Guy Maddin Selection (ACMI Virtual Cinémathèque)

Canadian film director Guy Maddin has a very distinctive aesthetic. Heavily influenced by silent cinema, his films utilise a wide range of techniques and materials to recreate the look and feel of old films which have not been well looked after, exhibiting signs of scratches, overexposure, missing frames, and narrative jumps suggesting that the original prints are no longer complete. They resemble reconstructed memories of dream fragments based on a past which never existed. Having previously encountered his expressionist ballet Dracula: Pages from a Virgin’s Diary (2002) and his musical comedy The Saddest Music in the World (2003), leading to a long-term fruitless pursuit in quest of the limited edition DVD box set The Quintessential Guy Maddin!, I was excited to discover that the ACMI Virtual Cinémathèque recently curated a selection of his work.

My Winnipeg (2007)

Made available via DocPlay, this is far from being a conventional documentary. Framed as the muddled, dreamlike reminiscences of the filmmaker, tossing and turning in a train carriage as he tries to leave Winnipeg behind, providing film noir-tinged narration about a city of somnambulists stumbling through the night streets, it takes over 10 minutes until anything resembling a representation or recreation of the past begins to appear. Maddin introduces the idea that he is trying to recreate the memories of his life in 1963, and to that purpose has recruited his mother and a bunch of actors resembling his siblings to live with him for a month in a recreation of his house. He claims that, as his father is dead, he was planning to leave him out of the picture, but at his mother’s insistence that he be present in some way, he has dumped a pile of earth in the middle of the living room to represent his father’s grave, covering it with a rug, which apparently meets his mother’s approval. Except that his mother is also portrayed by an actor, and the person on screen who is purportedly Maddin himself is actually another actor, both of whom appear on the television screen in their living room as the stars of a supposed weekly series called “Ledge-Man” in which a man threatens to throw himself off a ledge but is talked down by his mother. The layering of artifice upon artifice completely throws into question whether any of the biographical information in the film is actually true, and if so, what.

Layered in among the more “personal” material are sections dealing with different aspects of the history of Winnipeg. The use of vintage footage within these sections at least makes them appear to be more authentic, although they spiral off into realms of disjointed fantasy which can only bear a small resemblance to real events. A sequence dealing with a fad for spiritualism in 1920s Winnipeg dispenses with the otherwise almost constant narration, providing a dramatisation of a séance among city councillors and bordello madames which transforms into a ballet performed by the medium and two entranced young séance attendees. An imagined Nazi invasion of Winnipeg in 1942 is revealed to be based on a (perhaps) real event in which a troupe of 5000 Nazi-uniform-clad government employees descended on the town in an attempt to drum up business for war bonds.

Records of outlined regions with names
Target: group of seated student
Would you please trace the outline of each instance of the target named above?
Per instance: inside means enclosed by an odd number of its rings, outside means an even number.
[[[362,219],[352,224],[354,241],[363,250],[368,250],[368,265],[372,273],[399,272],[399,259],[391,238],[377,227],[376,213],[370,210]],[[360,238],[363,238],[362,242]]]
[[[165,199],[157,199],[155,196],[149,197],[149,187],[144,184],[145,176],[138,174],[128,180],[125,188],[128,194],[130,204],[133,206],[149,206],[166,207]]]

:: Short problem ::
Reproduce the part of the Guy Maddin review from "Canadian film director" down to "of his work.". Draw only on the review for what comes next.

:: Correct output ::
Canadian film director Guy Maddin has a very distinctive aesthetic. Heavily influenced by silent cinema, his films utilise a wide range of techniques and materials to recreate the look and feel of old films which have not been well looked after, exhibiting signs of scratches, overexposure, missing frames, and narrative jumps suggesting that the original prints are no longer complete. They resemble reconstructed memories of dream fragments based on a past which never existed. Having previously encountered his expressionist ballet Dracula: Pages from a Virgin’s Diary (2002) and his musical comedy The Saddest Music in the World (2003), leading to a long-term fruitless pursuit in quest of the limited edition DVD box set The Quintessential Guy Maddin!, I was excited to discover that the ACMI Virtual Cinémathèque recently curated a selection of his work.